Otro de los males cuyo contagio se deja sentir de algún tiempo a esta parte
entre nosotros es, no hay por qué disimularlo, la inconcebible temeridad con que
algunos cristianos poco advertidos se permiten palabras irrespetuosas y hasta
rechiflas y burlas saturadas de odio y menosprecio al hablar del soberano
pontífice; declarándose abiertamente en favor de los adversarios de la Santa
Sede. Semejante conducta es en todo punto inconciliable con el nombre y la
profesión de católico, quien ante todas cosas debe amar, venerar y defender su
religión, so pena de ser un tránsfuga de ella; ahora bien, nadie ignora que el
dictado de papa en los labios de un cristiano es sinónimo de padre, y que en lo
espiritual lo es suyo el vicario de Jesucristo; según eso, ¿qué calificativo
podrá darse a un hijo que se rebela contra su padre, que hace causa común con
sus enemigos y perseguidores, que goza en sus padecimientos y se aflige de sus
prosperidades, que emplea, tratándose de él, un lenguaje descomedido y osado?
¡Ah! un tal hijo merecería indudablemente la maldición que pesó un día sobre
Caín y su generación:
«Ainsi Abel offroit en pure conscience
Sacrifices à Dieu, Caïn offroit aussi:
L'un offroit un cœ doux, l'autre un cœr endurci,
L'un fut au gré de Dieu, l'autre non agreable…»

_ _ _ _

En el fragmento sobre el respeto al papa, enumera todo lo que hace el hijo descrito en la pregunta que empieza con «¿qué calificativo podrá darse a un hijo».

## [DATOS PROPORCIONADOS]
_ _ _ _

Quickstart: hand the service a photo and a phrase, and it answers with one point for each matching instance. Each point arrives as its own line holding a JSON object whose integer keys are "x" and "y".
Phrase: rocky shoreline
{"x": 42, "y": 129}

_ _ _ _

## [TAREA RESUELTA]
- Se rebela contra su padre.
- Hace causa común con sus enemigos y perseguidores.
- Goza en sus padecimientos.
- Se aflige de sus prosperidades.
- Emplea, tratándose de él, un lenguaje descomedido y osado.